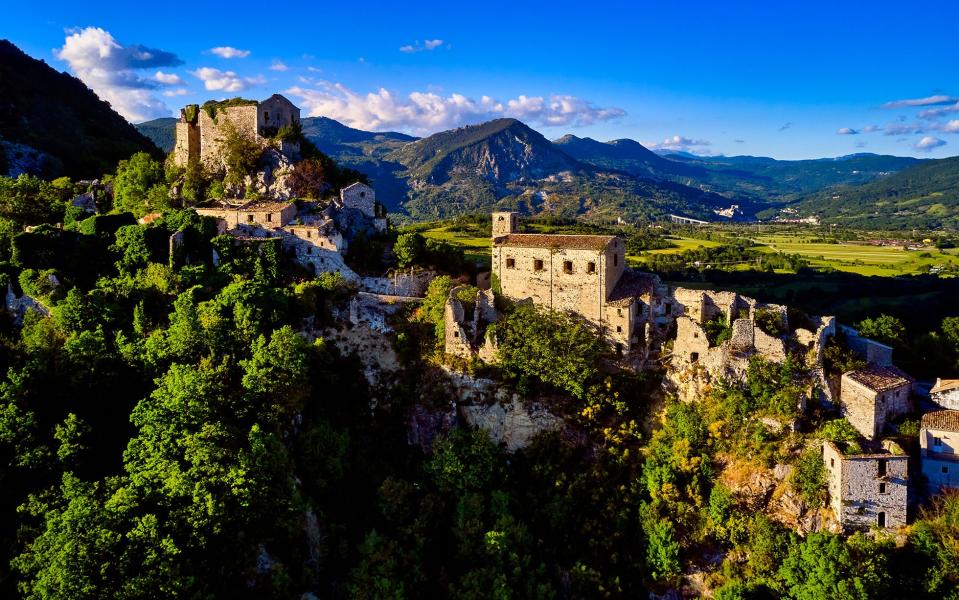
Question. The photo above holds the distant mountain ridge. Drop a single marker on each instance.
(58, 116)
(924, 195)
(504, 163)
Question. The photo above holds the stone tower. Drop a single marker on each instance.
(504, 223)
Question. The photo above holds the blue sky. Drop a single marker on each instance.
(783, 79)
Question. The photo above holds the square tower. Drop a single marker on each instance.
(504, 223)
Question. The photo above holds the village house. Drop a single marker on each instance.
(201, 130)
(870, 398)
(945, 393)
(869, 488)
(317, 237)
(939, 449)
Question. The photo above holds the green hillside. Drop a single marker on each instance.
(925, 195)
(56, 114)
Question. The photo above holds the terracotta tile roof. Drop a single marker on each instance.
(562, 241)
(631, 285)
(880, 379)
(943, 385)
(946, 420)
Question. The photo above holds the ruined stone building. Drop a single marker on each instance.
(467, 320)
(939, 449)
(636, 312)
(872, 397)
(201, 130)
(946, 393)
(581, 274)
(317, 236)
(867, 489)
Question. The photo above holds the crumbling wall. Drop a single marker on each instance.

——

Task requirements: Put every line of the items above into a JSON list of strings, one string per line, with blank lines omitted and the pictures left out.

Solution to the problem:
[
  "Question. The photo above holds the distant mountain ridge. Drop a single marker on each instance.",
  "(58, 116)",
  "(924, 195)",
  "(504, 163)",
  "Question. The photo above holds the stone tower. Drop a single marker on each instance.",
  "(504, 223)",
  "Question. The photo above holds the blue sky. Drop a single marker on each instance.",
  "(783, 79)",
  "Question. The photo above holds the square tower. Drop a single marker on each instance.",
  "(504, 223)",
  "Question. The photo above holds the village house. Drop a single marker on each instance.",
  "(201, 130)",
  "(870, 398)",
  "(945, 393)",
  "(869, 488)",
  "(317, 237)",
  "(939, 449)",
  "Question. The photo above holds the green hillside. Drop a single marker on each instance.",
  "(925, 195)",
  "(56, 114)",
  "Question. The photo above holds the terracotta tile roof. Drop a single marker on each instance.",
  "(562, 241)",
  "(631, 285)",
  "(880, 379)",
  "(943, 385)",
  "(946, 420)",
  "Question. The photo above holds the ruined stone building. Drop a single marker on each instance.",
  "(467, 320)",
  "(939, 449)",
  "(636, 312)",
  "(872, 397)",
  "(201, 130)",
  "(946, 393)",
  "(581, 274)",
  "(317, 236)",
  "(867, 489)",
  "Question. The photo above holds the crumbling wall. Drop a single marker on each instance."
]